Fix 2: Request Tracing Across Services

import { trace, context, propagation } from '@opentelemetry/api'
import { NodeTracerProvider } from '@opentelemetry/sdk-trace-node'

// Initialize OpenTelemetry once at startup
const provider = new NodeTracerProvider()
provider.register()

const tracer = trace.getTracer('order-service')

// Instrument your handlers
app.post('/orders', async (req, res) => {
  const span = tracer.startSpan('create-order')

  try {
    await context.with(trace.setSpan(context.active(), span), async () => {
      const order = await ordersService.createOrder(req.body)
      span.setAttributes({ orderId: order.id, total: order.total })
      res.json(order)
    })
  } catch (err) {
    span.recordException(err as Error)
    span.setStatus({ code: SpanStatusCode.ERROR })
    throw err
  } finally {
    span.end()
  }
})

// When calling downstream services, propagate trace context
async function callUserService(userId: string) {
  const headers: Record<string, string> = {}
  propagation.inject(context.active(), headers)
  // headers now includes traceparent: "00-{traceId}-{spanId}-01"
  return fetch(`${USER_SERVICE_URL}/users/${userId}`, { headers })
}

Fix 3: The Four Golden Signals

// Monitor these four metrics for every service:
// 1. Latency — how long requests take
// 2. Traffic — how many requests per second
// 3. Errors — error rate
// 4. Saturation — how "full" the service is (CPU, memory, queue depth)

import { Counter, Histogram } from 'prom-client'

const httpDuration = new Histogram({
  name: 'http_request_duration_seconds',
  help: 'HTTP request duration',
  labelNames: ['method', 'route', 'status'],
  buckets: [0.05, 0.1, 0.25, 0.5, 1, 2, 5],
})

const httpErrors = new Counter({
  name: 'http_errors_total',
  help: 'Total HTTP errors',
  labelNames: ['method', 'route', 'status'],
})

// Express middleware
app.use((req, res, next) => {
  const end = httpDuration.startTimer()
  res.on('finish', () => {
    const labels = { method: req.method, route: req.route?.path ?? req.path, status: res.statusCode }
    end(labels)

## [Problem set]
(A) Answer these questions from the excerpt, one answer per line, marked (i), (ii), (iii) to match:
(i) What name is passed to trace.getTracer?
(ii) What name is given to the Histogram metric?
(iii) Which of the four golden signals is described as "how many requests per second"?
(B) Please reproduce, character for character, the part of the excerpt that opens with the words containing "Fix 2: Request" and closes with "provider.register()".
The items that come after this excerpt have no connection to it.

## [Given entries]
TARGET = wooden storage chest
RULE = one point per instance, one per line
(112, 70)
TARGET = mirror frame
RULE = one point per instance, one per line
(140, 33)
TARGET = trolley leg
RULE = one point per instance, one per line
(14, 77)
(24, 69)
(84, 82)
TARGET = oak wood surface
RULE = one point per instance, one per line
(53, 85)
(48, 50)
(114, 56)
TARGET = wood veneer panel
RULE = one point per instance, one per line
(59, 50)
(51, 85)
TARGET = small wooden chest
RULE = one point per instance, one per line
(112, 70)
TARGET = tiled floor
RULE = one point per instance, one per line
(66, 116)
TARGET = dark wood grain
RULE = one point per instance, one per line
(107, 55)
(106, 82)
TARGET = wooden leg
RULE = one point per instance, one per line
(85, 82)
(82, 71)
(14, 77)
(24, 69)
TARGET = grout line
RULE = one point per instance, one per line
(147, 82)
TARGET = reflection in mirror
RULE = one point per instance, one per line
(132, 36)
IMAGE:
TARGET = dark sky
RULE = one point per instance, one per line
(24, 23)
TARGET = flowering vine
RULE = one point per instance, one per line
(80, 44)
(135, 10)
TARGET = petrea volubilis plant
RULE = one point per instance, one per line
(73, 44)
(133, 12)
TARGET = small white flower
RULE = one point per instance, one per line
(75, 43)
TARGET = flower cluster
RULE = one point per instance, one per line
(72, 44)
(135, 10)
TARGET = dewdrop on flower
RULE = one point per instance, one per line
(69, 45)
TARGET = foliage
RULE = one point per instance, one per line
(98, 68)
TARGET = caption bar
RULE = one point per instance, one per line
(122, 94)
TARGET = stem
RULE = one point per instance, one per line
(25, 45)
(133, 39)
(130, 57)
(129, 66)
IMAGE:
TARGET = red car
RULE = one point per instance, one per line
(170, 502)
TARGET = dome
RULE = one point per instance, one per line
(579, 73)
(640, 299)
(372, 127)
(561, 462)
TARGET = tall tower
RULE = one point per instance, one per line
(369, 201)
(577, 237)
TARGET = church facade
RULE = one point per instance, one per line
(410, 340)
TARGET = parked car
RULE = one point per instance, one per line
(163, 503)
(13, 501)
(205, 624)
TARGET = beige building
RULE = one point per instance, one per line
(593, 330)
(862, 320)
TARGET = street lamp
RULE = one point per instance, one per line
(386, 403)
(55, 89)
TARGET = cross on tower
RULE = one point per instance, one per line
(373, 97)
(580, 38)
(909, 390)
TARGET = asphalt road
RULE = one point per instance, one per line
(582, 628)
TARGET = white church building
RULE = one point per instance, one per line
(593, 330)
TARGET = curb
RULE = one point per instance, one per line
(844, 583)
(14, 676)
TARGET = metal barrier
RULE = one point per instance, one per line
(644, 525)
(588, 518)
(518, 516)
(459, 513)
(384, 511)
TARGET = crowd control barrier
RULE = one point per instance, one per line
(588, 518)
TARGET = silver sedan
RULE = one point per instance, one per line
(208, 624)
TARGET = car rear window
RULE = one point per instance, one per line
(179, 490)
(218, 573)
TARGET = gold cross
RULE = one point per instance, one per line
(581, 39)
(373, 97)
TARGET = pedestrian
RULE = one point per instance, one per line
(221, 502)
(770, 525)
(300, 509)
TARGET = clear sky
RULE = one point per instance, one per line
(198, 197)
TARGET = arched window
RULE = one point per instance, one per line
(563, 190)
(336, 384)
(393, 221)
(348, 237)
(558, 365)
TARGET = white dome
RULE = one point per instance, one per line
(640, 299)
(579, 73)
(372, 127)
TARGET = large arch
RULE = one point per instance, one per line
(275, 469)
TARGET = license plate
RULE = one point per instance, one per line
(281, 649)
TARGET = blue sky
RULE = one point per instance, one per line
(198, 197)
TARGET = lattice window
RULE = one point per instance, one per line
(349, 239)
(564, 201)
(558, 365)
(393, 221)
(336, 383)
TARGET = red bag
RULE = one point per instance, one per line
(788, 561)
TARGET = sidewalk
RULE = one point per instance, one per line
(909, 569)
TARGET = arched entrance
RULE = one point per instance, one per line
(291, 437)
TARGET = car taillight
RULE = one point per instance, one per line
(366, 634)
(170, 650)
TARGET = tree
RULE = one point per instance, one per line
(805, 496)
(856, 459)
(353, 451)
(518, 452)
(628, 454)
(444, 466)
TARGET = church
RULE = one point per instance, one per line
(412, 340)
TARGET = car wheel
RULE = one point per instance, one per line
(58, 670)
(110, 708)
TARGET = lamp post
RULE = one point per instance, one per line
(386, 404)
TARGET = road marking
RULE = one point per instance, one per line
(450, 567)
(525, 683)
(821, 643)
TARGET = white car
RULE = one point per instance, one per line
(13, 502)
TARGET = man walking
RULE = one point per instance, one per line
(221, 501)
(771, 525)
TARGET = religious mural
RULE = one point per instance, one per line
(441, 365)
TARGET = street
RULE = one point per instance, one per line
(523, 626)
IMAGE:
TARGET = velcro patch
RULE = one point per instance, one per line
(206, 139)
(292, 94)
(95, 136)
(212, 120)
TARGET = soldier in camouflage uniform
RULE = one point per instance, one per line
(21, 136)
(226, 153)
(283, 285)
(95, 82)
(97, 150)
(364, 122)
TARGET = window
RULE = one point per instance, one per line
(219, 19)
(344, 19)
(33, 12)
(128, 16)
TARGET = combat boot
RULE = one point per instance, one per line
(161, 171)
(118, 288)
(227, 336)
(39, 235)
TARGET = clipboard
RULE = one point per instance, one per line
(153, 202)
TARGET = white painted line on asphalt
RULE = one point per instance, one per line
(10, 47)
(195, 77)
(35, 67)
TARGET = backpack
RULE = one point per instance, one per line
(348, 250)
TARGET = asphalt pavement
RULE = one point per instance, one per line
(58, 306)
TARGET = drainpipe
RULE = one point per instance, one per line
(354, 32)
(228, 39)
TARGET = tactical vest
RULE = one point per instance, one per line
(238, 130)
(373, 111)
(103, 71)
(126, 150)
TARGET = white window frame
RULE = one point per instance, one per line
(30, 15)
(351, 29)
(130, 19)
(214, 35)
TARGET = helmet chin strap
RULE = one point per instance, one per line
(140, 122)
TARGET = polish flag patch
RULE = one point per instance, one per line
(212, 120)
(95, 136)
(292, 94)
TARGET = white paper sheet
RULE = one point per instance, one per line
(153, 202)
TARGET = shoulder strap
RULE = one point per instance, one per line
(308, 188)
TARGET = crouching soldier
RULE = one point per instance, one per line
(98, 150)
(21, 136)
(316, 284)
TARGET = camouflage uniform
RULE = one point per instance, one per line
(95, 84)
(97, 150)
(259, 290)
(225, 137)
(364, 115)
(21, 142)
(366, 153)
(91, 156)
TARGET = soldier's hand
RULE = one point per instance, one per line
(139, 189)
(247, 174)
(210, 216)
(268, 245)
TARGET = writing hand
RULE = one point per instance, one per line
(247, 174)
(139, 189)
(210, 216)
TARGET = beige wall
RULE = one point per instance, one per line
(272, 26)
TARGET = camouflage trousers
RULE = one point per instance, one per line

## [Completed exercise]
(A)
(i) 'order-service'
(ii) http_request_duration_seconds
(iii) Traffic

(B)
Fix 2: Request Tracing Across Services

import { trace, context, propagation } from '@opentelemetry/api'
import { NodeTracerProvider } from '@opentelemetry/sdk-trace-node'

// Initialize OpenTelemetry once at startup
const provider = new NodeTracerProvider()
provider.register()